[Labeled area outline rows]

>>

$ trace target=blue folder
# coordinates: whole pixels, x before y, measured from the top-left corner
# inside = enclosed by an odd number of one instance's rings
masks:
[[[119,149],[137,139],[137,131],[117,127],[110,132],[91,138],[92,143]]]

<<

Duplicate each of these rows line for line, with no changes.

● **Output of the exercise**
$ trace target=blue folder
# coordinates: whole pixels, x before y, measured from the top-left corner
# inside = enclosed by an odd number of one instance's rings
masks:
[[[119,149],[137,139],[137,131],[117,127],[110,132],[91,138],[92,143]]]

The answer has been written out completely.